INPUT RECORDS:
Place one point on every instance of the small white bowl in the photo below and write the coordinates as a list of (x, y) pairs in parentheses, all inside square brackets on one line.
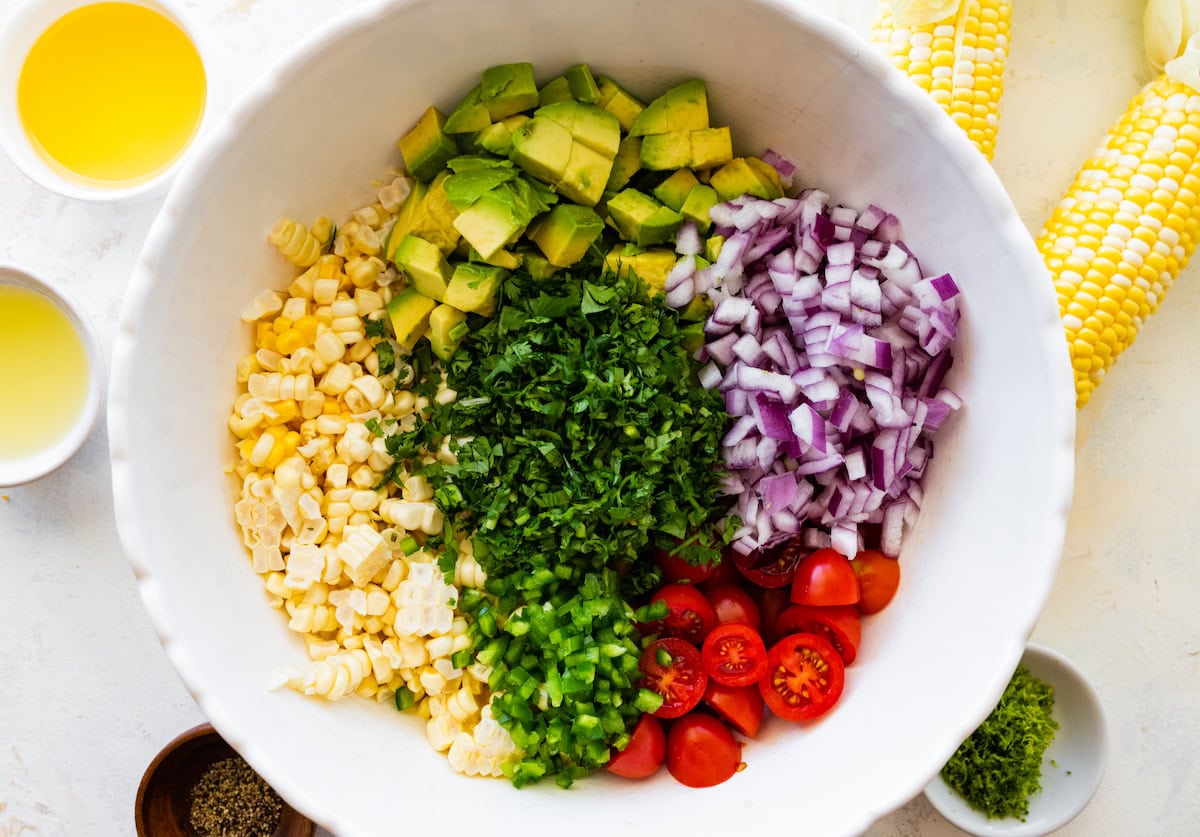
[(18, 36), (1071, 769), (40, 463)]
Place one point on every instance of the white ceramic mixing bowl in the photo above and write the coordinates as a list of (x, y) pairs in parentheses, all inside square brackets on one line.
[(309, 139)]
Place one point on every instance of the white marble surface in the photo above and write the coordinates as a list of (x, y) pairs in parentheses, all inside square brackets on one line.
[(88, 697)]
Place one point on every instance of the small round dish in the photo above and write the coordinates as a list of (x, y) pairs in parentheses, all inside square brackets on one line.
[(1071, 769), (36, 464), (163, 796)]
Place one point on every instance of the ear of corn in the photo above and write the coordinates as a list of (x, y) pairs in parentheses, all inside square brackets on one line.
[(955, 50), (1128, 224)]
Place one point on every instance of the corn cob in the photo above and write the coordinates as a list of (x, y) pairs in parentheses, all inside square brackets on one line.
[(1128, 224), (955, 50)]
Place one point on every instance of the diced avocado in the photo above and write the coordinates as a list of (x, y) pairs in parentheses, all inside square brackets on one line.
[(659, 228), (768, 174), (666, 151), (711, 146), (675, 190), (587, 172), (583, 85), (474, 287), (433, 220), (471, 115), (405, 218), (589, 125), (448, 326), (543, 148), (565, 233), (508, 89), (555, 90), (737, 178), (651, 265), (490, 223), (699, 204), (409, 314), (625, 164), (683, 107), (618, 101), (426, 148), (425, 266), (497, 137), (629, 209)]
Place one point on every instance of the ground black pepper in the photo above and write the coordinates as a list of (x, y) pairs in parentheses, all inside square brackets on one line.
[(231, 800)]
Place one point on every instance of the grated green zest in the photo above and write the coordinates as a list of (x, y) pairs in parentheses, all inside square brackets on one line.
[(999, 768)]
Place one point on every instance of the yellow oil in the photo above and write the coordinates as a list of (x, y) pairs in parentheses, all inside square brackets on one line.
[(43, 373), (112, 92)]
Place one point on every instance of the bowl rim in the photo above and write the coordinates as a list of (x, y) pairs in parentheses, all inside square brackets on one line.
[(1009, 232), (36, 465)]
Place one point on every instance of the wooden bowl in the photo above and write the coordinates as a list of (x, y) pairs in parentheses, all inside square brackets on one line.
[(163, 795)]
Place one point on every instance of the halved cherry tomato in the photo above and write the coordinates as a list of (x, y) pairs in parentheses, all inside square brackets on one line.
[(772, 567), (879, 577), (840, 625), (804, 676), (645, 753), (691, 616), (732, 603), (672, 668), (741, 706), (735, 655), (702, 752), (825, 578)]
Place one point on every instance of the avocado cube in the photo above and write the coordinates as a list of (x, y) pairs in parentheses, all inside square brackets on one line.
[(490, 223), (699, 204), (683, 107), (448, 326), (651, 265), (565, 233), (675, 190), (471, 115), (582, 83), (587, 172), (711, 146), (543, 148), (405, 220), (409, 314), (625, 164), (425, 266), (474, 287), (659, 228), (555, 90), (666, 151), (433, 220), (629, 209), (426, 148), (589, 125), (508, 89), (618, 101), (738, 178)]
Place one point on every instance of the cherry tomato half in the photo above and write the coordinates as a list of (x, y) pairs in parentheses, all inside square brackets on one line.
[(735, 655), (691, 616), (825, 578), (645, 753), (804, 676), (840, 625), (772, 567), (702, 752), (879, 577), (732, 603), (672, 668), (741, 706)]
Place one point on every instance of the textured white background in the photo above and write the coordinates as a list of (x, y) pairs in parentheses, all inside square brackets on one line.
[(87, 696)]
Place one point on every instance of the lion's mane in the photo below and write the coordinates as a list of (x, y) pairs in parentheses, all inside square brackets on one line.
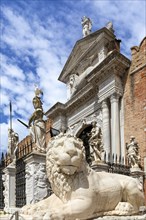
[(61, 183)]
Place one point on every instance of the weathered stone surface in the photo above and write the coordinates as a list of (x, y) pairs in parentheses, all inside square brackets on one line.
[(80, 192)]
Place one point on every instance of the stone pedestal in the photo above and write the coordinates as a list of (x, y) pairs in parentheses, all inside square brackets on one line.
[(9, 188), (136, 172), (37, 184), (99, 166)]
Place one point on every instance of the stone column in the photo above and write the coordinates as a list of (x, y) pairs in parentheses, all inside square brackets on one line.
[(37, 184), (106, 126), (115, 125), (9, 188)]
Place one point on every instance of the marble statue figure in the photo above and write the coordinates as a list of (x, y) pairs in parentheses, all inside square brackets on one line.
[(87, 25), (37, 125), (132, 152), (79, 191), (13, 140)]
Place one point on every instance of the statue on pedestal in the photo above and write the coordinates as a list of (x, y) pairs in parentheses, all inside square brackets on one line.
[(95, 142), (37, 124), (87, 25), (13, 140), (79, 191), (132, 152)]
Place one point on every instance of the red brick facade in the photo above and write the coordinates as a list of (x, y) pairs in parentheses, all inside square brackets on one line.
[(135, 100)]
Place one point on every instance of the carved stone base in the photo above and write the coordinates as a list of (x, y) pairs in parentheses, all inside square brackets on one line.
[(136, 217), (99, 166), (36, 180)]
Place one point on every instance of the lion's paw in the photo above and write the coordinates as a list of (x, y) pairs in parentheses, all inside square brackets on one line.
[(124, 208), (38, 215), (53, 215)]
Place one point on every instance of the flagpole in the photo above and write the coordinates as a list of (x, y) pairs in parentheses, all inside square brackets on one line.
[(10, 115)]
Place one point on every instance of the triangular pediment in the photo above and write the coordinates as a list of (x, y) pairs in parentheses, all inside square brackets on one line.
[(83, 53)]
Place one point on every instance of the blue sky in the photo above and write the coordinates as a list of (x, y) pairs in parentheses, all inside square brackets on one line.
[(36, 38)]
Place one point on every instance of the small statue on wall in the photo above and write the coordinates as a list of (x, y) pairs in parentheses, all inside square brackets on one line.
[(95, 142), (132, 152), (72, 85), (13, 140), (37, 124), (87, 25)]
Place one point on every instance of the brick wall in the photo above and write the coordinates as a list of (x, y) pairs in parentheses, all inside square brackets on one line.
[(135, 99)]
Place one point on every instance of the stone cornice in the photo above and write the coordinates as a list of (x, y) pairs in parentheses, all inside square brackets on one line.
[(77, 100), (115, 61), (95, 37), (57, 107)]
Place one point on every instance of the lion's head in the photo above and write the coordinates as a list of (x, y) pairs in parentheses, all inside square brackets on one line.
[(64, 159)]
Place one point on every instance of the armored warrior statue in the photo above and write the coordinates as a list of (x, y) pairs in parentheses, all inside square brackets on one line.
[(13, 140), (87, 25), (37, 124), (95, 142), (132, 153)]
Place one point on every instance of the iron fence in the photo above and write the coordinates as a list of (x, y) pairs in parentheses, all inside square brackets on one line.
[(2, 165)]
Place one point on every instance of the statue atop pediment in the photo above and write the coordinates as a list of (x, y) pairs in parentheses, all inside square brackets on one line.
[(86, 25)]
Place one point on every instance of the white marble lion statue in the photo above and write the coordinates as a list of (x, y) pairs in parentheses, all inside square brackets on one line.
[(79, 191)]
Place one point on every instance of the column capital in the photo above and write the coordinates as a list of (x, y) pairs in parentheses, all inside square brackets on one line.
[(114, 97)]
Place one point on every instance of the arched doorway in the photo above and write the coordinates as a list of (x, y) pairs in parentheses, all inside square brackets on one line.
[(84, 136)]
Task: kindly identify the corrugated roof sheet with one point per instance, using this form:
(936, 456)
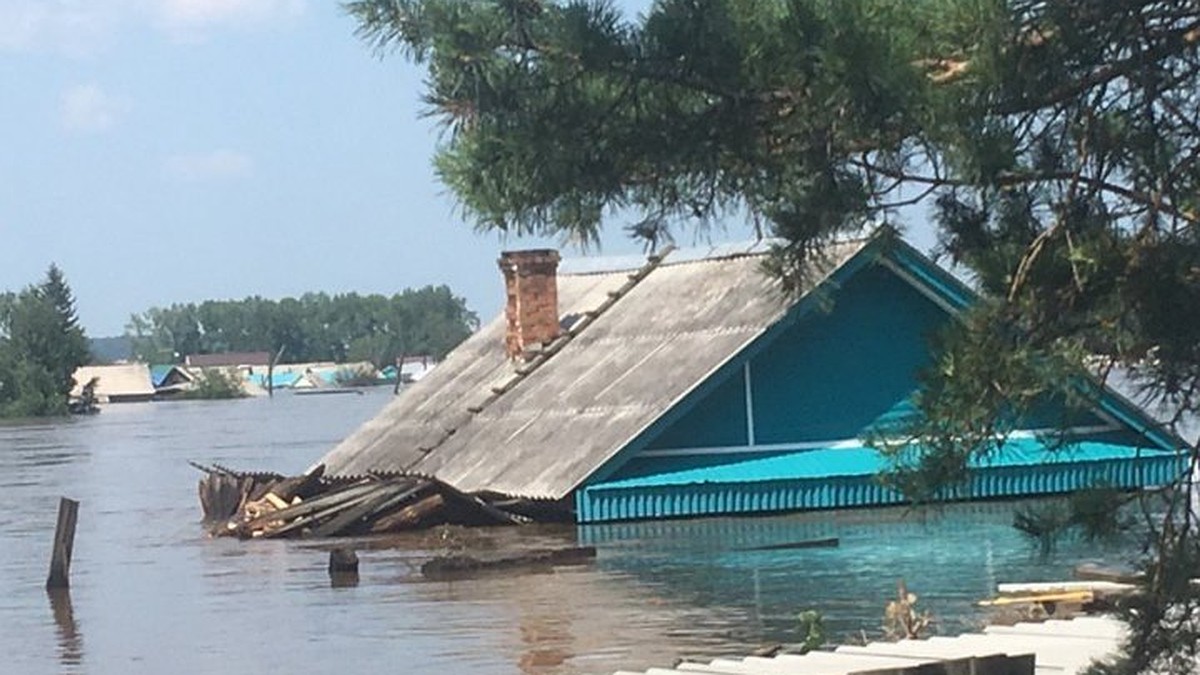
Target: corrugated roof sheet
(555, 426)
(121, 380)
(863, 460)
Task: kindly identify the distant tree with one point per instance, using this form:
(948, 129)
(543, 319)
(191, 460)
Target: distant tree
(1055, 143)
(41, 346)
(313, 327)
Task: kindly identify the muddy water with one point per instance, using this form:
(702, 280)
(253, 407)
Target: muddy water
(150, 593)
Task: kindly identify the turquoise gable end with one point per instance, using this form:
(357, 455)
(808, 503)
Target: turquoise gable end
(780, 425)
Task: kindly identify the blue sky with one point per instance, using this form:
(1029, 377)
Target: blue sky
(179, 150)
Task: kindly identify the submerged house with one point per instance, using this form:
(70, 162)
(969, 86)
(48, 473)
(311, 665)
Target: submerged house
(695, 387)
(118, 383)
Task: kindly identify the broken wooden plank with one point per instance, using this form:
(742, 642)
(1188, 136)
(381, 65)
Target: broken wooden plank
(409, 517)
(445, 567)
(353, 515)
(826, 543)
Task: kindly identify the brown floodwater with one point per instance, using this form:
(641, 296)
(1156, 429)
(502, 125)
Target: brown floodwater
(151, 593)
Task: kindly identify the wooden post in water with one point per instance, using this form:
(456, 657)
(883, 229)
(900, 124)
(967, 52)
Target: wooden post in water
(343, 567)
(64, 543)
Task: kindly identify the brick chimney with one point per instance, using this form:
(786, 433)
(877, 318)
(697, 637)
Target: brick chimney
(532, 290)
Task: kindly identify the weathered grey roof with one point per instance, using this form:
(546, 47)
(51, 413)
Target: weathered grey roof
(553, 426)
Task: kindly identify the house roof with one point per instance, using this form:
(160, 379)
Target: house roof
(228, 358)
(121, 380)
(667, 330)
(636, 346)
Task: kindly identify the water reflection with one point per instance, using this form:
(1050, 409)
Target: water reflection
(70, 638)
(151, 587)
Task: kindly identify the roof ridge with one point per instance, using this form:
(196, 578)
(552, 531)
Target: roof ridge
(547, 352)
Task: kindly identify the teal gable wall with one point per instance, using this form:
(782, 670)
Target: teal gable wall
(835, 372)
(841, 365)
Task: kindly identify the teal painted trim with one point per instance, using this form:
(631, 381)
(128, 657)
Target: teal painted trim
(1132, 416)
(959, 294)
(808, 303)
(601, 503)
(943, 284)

YOUR OBJECTIVE:
Find the line with "Target: muddy water" in the entries above. Retype it and each line after it, exactly, through the line with "Task: kindly identify the teal gable", and stop there.

SOLUTION TO THIS TASK:
Target: muddy water
(150, 593)
Task: kindly identify the turquoise gable end with one point per instance, using this form:
(357, 455)
(808, 503)
Target: turquoise gable end
(780, 425)
Task: kindly identify the blue sky with one point per instance, using this form:
(1029, 377)
Target: blue sky
(179, 150)
Task: kindly identify the submerged house with one point per instance, using this form:
(70, 162)
(969, 86)
(48, 473)
(311, 665)
Target: submerged house
(695, 387)
(118, 383)
Task: kindly identify the broken wooden plank with one point per instance, using this form:
(742, 642)
(1188, 136)
(381, 65)
Target: broken wooden plank
(409, 517)
(445, 567)
(353, 515)
(826, 543)
Task: kindly identify the brown floodwater with one point per instance, using this form:
(641, 296)
(1156, 429)
(502, 125)
Target: brown floodwater
(151, 593)
Task: kindly identify the wooden post in water with one point per instance, using this form:
(456, 657)
(883, 229)
(900, 124)
(967, 52)
Target: wooden post in water
(343, 567)
(64, 543)
Task: kindly identify the brick chimney with one point per instance, using this form:
(786, 433)
(877, 318)
(697, 637)
Target: brick chimney
(532, 290)
Task: kindly identify the weathered grey roof with one point per instance, using this form:
(546, 47)
(51, 413)
Target: weathered grey roof
(553, 426)
Task: kindly identify the house roof with one point per instance, using this form:
(160, 379)
Target: house roof
(228, 358)
(121, 380)
(667, 330)
(636, 346)
Task: kindly identify the water reflection with one point per instance, using this form:
(1050, 409)
Target: water reflection
(70, 638)
(151, 587)
Task: kindly identify the roof ridge with one point per instance, using this form:
(196, 578)
(552, 531)
Target: roof ridge
(547, 352)
Task: kindly identify the teal gable wall with one point per instance, using this form:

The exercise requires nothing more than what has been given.